=== TEXT TO READ ===

■ ■ ■ ■ ■

How Maritime Piracy Could Intensify


Occurrences involving piracy and other security threats to commercial shipping have become commonplace in recent years as the use of digital tools used to hack into logistics firms increases.

Furthermore, the global piracy levels witnessed towards the end of 2015 is a possible indication that this magnitude of piracy will continue in 2016.

Guidelines have been implemented by the IMO, which offer definitions on piracy, as well as the Regional Cooperation Agreement on Combating Piracy and Armed Robbery against ships in Asia (RECAAP) for sharing information around piracy, yet the level of piracy attacks have remained consistent.

Technical Paper: Protecting Ships: The Threat of Hackers

In a global sense, ongoing projects such as the Panama Canal Expansion, the newly completed Suez Canal lane, and the planned Nicaragua Canal could create more need for protection and prevention of piracy.

The three canals mentioned above are all vital arteries in the global logistical network and could be easy targets for criminals and terrorists.

Egyptian authorities have made a conscious effort to increase security around the Suez Canal since 2013, especially with regards to the Islamic Militancy, although half-a-mind will also be kept on piracy with such a huge amount of cargo passing through on a daily basis.

Since the majority of piracy attacks occur in Asia, the Panama Canal provides an opportunity for pirates in the Asia-Pacific region who target ships on their way to Central America.

■ ■ ■ ■ ■

=== DATASET CONTENT ===
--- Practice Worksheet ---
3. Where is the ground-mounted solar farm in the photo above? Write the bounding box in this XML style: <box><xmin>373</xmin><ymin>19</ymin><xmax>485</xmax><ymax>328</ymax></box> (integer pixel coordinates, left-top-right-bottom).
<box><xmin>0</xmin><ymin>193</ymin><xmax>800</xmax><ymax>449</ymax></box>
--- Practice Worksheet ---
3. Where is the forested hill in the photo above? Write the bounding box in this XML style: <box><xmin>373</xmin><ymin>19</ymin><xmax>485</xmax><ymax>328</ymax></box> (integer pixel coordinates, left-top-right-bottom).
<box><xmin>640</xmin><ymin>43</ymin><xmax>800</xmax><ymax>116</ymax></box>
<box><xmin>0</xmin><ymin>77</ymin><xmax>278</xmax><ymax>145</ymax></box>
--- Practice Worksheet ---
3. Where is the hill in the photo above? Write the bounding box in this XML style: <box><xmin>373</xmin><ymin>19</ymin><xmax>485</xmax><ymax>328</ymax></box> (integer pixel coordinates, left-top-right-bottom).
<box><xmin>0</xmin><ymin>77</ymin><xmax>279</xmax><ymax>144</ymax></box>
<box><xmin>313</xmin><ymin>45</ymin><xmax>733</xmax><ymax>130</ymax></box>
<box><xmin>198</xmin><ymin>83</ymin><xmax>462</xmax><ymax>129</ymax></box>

■ ■ ■ ■ ■

=== TASK 1 ===
Decide whether each statement agrees with the text on maritime piracy. Answer yes or no for each, and quote the deciding words of the text.
(a) Egyptian authorities have worked to raise security around the Suez Canal since 2013.
(b) Piracy attacks have declined since the IMO guidelines and RECAAP were put in place.
(c) Most piracy attacks take place in Africa.
=== TASK 2 ===
Return word for word the part of the text on maritime piracy starting at "The three canals" and ending at "a daily basis.".

=== COMPLETE RESPONSE 1 ===
(a) Yes: "Egyptian authorities have made a conscious effort to increase security around the Suez Canal since 2013"
(b) No: "yet the level of piracy attacks have remained consistent"
(c) No: "Since the majority of piracy attacks occur in Asia"

=== COMPLETE RESPONSE 2 ===
The three canals mentioned above are all vital arteries in the global logistical network and could be easy targets for criminals and terrorists.

Egyptian authorities have made a conscious effort to increase security around the Suez Canal since 2013, especially with regards to the Islamic Militancy, although half-a-mind will also be kept on piracy with such a huge amount of cargo passing through on a daily basis.